:: Excerpt ::
Last Saturday (02/04/2016) World Autism Awareness Day was marked at BGU by lighting the Diller Family Center in an intense blue color. An important group of researchers in the field of autism and its various aspects, led by Dr. Ilan Dinstein, work at BGU.
Dr. Ilan Dinstein joined BGU’s Department of Psychology over three years ago and founded the Computational Neuroimaging Laboratory, the first of its kind in Israel. While other labs in Israel study autism from a behavioral perspective, Dr. Dinstein’s lab focuses on the brain. Most of his work focuses on understanding the brain development of children diagnosed with autism.
The project includes researchers from various disciplines including Epidemiology (Dr. Idan Menashe), Molecular Biology (Dr. Hava Golan), Computer Science (Dr. Ethan Bachmat), Genetics (Dr. Alal Eran), and Developmental Psychology (Dr. Florina Uzefovsky). These researchers work with senior doctors at Soroka University Medical Center in the Preschool Psychiatric Unit (Dr. Gal Meiri) and the Zusman Institute for Child Development (Dr. Hagit Flusser and Dr. Analia Michałowski) in attempt to understand the biological factors that cause autism. As part of the joint venture, the doctors and researchers have already begun to collect information on children diagnosed with autism and their families. The information includes behavioral testing, genetic testing, blood tests, eye movement tracking, MRI’s, and EEG’s, which measures electrical activity in the brain during sleep. The aim of the study is to find biological measures that will enable doctors to detect autism at an early age and to differentiate between different types of autism that require different treatments. In addition, the study will follow the children's development over the years to identify children who are developing better and what factors led to higher therapeutic success.

:: Listed records ::
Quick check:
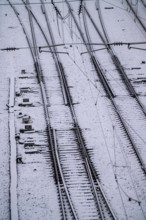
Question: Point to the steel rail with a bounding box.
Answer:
[126,0,146,32]
[141,0,146,8]
[22,0,67,104]
[7,0,78,220]
[41,0,116,220]
[83,0,146,175]
[95,1,146,116]
[65,0,115,98]
[62,0,121,219]
[24,0,78,220]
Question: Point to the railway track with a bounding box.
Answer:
[88,1,146,116]
[8,1,116,219]
[126,0,146,32]
[8,0,78,219]
[31,0,118,219]
[65,0,146,175]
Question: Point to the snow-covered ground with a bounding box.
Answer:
[0,0,146,220]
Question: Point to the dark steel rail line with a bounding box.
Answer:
[41,0,116,219]
[84,2,146,116]
[65,0,146,178]
[141,0,146,8]
[7,0,78,220]
[126,0,146,32]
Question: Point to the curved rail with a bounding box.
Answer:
[83,0,146,175]
[126,0,146,32]
[7,0,78,220]
[65,0,146,179]
[84,1,146,116]
[41,0,116,219]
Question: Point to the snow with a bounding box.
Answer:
[0,0,146,220]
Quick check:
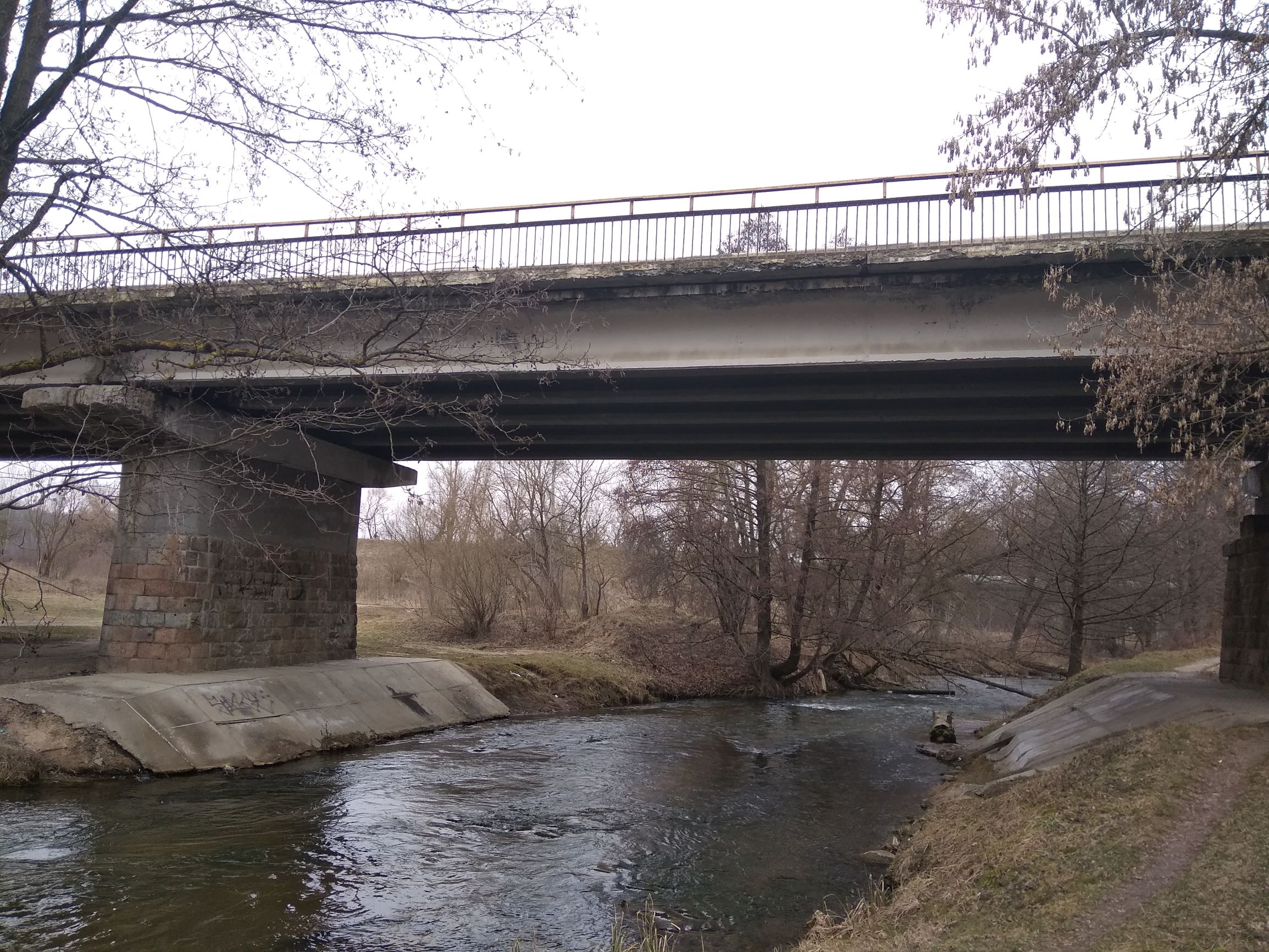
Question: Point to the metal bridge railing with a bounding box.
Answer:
[0,152,1269,292]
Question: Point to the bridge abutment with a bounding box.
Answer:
[100,452,361,673]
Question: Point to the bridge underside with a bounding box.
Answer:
[0,357,1167,460]
[0,239,1269,684]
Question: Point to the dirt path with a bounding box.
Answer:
[1047,738,1269,952]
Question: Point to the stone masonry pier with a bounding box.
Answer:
[100,453,361,673]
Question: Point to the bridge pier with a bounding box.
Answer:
[100,452,361,673]
[1221,463,1269,685]
[23,385,416,674]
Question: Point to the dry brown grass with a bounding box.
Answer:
[1098,731,1269,952]
[981,645,1221,735]
[357,606,747,712]
[798,725,1243,952]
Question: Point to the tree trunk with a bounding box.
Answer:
[1066,594,1084,678]
[772,461,824,680]
[1009,575,1040,656]
[754,460,773,692]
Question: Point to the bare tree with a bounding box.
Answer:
[927,0,1269,460]
[1002,462,1179,676]
[0,0,575,259]
[718,212,789,255]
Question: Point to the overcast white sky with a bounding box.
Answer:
[239,0,1141,220]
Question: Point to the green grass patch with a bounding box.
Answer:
[357,606,656,713]
[1098,727,1269,952]
[798,725,1243,952]
[981,647,1220,736]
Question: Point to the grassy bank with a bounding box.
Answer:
[357,606,746,713]
[797,650,1269,952]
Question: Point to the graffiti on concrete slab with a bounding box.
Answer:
[203,690,276,717]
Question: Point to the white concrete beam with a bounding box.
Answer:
[21,383,419,488]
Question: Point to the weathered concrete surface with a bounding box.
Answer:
[0,657,508,773]
[966,665,1269,774]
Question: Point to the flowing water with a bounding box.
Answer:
[0,683,1040,952]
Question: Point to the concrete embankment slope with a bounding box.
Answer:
[0,657,508,773]
[966,669,1269,774]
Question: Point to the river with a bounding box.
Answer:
[0,682,1023,952]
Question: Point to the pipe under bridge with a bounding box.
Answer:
[0,155,1269,683]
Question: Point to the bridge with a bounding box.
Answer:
[0,155,1269,700]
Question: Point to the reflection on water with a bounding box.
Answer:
[0,684,1035,952]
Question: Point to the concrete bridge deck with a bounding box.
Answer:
[0,156,1269,684]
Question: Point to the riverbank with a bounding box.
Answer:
[357,606,750,713]
[797,652,1269,952]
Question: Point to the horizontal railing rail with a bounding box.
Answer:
[7,153,1269,292]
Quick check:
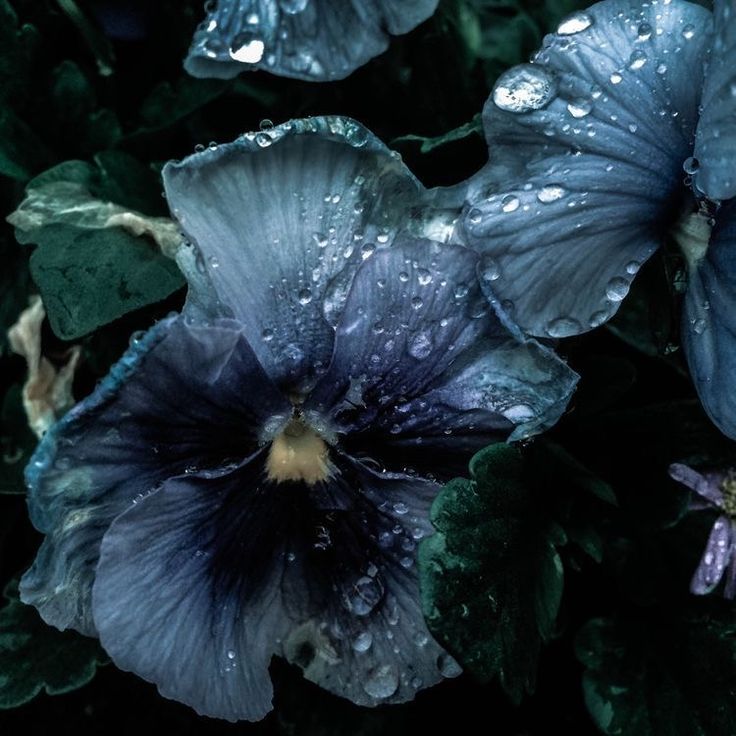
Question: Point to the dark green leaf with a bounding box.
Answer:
[0,583,106,708]
[576,601,736,736]
[31,225,184,340]
[419,444,566,702]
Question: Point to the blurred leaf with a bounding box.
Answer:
[0,582,107,709]
[31,225,184,340]
[576,602,736,736]
[419,444,566,703]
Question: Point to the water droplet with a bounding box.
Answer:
[437,653,463,677]
[417,268,432,286]
[409,332,434,360]
[480,256,501,281]
[682,156,700,176]
[544,317,582,337]
[629,49,647,71]
[537,184,567,204]
[493,64,557,113]
[606,276,630,302]
[363,664,399,699]
[636,23,652,41]
[353,631,373,652]
[557,13,593,36]
[343,576,383,616]
[230,32,266,64]
[501,194,520,212]
[567,98,593,118]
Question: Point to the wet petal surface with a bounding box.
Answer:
[184,0,438,82]
[682,200,736,439]
[94,458,446,720]
[464,0,711,337]
[164,118,422,390]
[305,241,576,451]
[693,0,736,200]
[21,318,290,634]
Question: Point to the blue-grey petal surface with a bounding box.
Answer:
[94,457,446,720]
[305,239,577,442]
[464,0,711,337]
[20,318,290,634]
[693,0,736,200]
[681,200,736,439]
[164,118,423,390]
[184,0,438,82]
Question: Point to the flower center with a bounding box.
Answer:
[721,470,736,519]
[672,211,713,268]
[266,417,333,486]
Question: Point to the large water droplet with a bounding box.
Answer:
[557,13,593,36]
[606,276,629,302]
[363,664,399,699]
[353,631,373,652]
[537,184,567,204]
[230,32,266,64]
[493,64,557,113]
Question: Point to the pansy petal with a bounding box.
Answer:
[305,240,576,446]
[164,118,421,389]
[283,455,452,706]
[693,0,736,200]
[669,463,725,508]
[464,0,711,337]
[21,318,290,634]
[682,200,736,439]
[94,458,443,720]
[184,0,438,82]
[690,516,733,595]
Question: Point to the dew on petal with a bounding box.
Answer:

:: Action item A ::
In the article on autism research at BGU, what laboratory did Dr. Ilan Dinstein found after joining the Department of Psychology?
:: Action item B ::
Continue the article on autism research at BGU, picking up after its final sentence.

:: Exercise response A ::
The Computational Neuroimaging Laboratory, the first of its kind in Israel.

:: Exercise response B ::
In the past year the researchers recruited over 150 families to the study and it is expected that the number of recruits will rise in the coming years as awareness of the condition increases among various population groups in the Negev. In the first stage, the information already collected has been used by researchers to identify risk factors for autism including the age of the parents, use of infertility treatments, low birth weight and so on.
The first results of the information gathered are to be published in the coming months and will allow better characterization of children diagnosed with autism across Israel and specifically in the Negev. Ongoing research in Dinstein’s Lab focuses on the existing research that showed that subjects with autism, including children aged 18 months to 4 years, have less stable and less synchronized brain activity than in subjects with normal development. The use of the developing database in the University and Soroka University Medical Center will make possible the identification of children who develop “noisier” brains and the specific implications of brain noise and synchronization for developing autism in the early years of life.